Please copy the material from the line containing "Where can the overcast" through the end, both included, and switch every "photo" to "image", leaving all else as it stands.

[Data items]
'''
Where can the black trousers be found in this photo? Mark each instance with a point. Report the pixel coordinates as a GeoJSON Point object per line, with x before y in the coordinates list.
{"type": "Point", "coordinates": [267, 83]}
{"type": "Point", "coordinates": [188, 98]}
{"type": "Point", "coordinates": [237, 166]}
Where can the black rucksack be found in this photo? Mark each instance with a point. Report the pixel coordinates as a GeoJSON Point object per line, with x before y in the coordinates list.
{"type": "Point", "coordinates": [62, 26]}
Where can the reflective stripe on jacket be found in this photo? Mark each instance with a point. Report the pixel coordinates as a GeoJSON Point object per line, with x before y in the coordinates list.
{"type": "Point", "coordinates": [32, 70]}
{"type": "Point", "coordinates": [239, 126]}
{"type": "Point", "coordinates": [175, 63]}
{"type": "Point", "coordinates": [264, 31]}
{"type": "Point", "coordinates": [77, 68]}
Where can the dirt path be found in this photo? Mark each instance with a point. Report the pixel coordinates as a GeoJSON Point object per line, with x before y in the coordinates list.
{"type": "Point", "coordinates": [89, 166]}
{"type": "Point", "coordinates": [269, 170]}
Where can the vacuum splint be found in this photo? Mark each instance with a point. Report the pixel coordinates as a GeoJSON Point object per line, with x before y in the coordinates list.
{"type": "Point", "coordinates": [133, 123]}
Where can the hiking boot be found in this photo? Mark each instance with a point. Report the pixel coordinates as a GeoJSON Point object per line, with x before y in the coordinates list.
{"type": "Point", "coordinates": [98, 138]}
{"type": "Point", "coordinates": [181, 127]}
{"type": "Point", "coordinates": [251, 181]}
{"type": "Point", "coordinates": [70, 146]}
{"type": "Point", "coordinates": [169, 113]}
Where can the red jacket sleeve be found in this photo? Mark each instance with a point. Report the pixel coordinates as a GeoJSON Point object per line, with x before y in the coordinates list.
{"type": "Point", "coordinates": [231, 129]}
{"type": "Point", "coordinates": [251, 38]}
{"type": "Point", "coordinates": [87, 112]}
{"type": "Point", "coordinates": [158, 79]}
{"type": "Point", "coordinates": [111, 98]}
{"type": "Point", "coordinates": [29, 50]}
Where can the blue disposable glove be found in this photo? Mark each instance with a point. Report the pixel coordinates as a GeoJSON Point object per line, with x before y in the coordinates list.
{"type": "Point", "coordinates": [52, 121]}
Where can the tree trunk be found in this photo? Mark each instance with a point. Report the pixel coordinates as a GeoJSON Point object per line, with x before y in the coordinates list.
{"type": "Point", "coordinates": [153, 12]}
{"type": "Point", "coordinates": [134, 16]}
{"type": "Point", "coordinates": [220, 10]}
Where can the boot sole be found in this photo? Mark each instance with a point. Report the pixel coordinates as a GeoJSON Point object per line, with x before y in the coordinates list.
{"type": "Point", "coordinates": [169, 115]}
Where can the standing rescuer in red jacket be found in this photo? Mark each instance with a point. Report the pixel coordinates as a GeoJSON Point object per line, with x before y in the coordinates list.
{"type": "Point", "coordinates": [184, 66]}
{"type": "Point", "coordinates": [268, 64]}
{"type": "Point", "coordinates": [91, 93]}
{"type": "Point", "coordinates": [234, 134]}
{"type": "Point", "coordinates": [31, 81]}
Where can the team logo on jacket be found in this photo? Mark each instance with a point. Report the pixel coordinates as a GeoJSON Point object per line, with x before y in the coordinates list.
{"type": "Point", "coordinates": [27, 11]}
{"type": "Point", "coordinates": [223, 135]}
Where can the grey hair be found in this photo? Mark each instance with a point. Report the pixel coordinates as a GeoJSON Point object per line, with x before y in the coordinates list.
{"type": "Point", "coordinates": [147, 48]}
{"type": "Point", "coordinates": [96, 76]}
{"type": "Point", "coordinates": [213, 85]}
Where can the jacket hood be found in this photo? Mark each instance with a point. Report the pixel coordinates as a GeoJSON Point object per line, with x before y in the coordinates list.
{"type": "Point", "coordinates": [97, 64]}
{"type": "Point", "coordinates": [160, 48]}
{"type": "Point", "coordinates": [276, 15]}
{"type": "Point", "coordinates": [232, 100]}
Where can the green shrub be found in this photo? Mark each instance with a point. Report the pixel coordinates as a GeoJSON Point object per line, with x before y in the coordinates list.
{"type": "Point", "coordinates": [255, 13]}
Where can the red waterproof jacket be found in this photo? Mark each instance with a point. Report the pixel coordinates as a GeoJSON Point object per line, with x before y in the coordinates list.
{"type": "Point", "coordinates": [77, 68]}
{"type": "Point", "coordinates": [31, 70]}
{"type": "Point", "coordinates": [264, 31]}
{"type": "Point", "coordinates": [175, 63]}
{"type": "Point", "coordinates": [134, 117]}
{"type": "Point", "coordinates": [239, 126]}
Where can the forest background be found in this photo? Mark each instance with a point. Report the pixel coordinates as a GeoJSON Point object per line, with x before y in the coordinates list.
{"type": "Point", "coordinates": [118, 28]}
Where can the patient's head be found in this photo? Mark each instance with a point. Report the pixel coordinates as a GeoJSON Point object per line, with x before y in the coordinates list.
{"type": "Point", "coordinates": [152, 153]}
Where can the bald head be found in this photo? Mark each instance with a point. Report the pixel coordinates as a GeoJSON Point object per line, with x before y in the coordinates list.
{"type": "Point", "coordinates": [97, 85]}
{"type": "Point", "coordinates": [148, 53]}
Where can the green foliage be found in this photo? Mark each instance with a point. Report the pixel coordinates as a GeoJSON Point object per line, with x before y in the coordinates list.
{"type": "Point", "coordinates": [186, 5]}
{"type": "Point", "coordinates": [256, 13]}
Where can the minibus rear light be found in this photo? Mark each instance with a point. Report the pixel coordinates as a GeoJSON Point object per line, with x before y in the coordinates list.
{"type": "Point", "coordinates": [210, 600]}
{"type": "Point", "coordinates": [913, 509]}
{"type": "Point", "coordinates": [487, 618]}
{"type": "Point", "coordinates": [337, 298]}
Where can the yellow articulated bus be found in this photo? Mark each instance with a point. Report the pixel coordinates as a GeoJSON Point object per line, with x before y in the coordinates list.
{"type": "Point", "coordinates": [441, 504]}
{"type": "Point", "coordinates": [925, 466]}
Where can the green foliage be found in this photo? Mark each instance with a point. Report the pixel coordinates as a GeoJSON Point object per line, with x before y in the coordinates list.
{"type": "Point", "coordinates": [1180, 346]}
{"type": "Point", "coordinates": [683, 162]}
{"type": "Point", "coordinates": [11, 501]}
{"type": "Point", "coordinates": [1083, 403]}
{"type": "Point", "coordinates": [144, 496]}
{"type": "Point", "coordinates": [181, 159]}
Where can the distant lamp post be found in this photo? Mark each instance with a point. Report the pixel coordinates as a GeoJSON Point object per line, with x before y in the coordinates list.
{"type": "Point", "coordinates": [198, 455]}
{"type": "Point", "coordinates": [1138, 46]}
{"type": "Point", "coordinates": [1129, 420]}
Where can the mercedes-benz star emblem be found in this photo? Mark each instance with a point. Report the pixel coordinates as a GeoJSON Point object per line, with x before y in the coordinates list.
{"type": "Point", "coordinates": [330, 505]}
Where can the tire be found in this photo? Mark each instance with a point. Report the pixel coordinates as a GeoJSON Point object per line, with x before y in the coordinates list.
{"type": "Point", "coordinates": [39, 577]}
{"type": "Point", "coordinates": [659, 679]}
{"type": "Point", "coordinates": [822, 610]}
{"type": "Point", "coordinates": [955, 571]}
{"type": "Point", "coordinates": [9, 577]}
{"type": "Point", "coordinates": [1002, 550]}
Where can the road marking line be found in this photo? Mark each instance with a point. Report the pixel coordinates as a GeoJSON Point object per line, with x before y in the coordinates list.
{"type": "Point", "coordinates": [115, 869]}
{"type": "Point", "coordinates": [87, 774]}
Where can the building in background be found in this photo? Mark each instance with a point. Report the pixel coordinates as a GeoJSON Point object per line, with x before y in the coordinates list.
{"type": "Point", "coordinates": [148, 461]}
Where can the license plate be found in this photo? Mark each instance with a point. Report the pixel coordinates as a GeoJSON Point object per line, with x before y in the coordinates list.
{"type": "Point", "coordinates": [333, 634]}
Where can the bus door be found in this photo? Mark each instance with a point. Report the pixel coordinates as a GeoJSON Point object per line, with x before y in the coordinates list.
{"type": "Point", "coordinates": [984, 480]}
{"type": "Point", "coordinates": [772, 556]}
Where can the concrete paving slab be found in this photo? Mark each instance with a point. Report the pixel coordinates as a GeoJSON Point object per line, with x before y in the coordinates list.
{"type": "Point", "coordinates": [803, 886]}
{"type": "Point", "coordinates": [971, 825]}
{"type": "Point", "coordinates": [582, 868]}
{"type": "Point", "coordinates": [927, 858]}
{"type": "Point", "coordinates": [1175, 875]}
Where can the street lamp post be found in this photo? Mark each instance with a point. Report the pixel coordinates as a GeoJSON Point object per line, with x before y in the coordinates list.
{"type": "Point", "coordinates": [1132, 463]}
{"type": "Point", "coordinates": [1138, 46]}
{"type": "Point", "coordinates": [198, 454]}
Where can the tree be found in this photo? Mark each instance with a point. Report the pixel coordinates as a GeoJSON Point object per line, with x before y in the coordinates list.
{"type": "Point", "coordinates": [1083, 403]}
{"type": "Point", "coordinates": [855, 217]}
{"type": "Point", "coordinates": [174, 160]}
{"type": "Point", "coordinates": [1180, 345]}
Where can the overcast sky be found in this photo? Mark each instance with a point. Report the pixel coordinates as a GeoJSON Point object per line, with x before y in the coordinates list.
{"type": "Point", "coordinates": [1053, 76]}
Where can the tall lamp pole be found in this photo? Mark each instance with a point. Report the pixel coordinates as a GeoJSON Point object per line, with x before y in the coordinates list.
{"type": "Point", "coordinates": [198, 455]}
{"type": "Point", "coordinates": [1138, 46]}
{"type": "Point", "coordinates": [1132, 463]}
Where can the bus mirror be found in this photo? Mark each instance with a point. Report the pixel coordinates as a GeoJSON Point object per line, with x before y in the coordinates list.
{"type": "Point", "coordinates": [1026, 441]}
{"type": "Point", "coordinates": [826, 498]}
'''
**ANSWER TO THIS TASK**
Where can the overcast sky be found in this image? Mark each instance with a point. Report the pixel coordinates as a GeoJSON Point object per line, with x before y in the coordinates list.
{"type": "Point", "coordinates": [1053, 76]}
Where can the tall lamp pole be found in this image? Mark each instance with a point. Report the pixel coordinates as a GeoJSON Point object per line, with x before y in the coordinates list.
{"type": "Point", "coordinates": [198, 455]}
{"type": "Point", "coordinates": [1138, 46]}
{"type": "Point", "coordinates": [1132, 463]}
Where can the bus mirror be found in this image? Mark each instance with a point. Report the pixel coordinates as a GeoJSON Point object per line, with x before y in the coordinates list.
{"type": "Point", "coordinates": [1026, 441]}
{"type": "Point", "coordinates": [826, 498]}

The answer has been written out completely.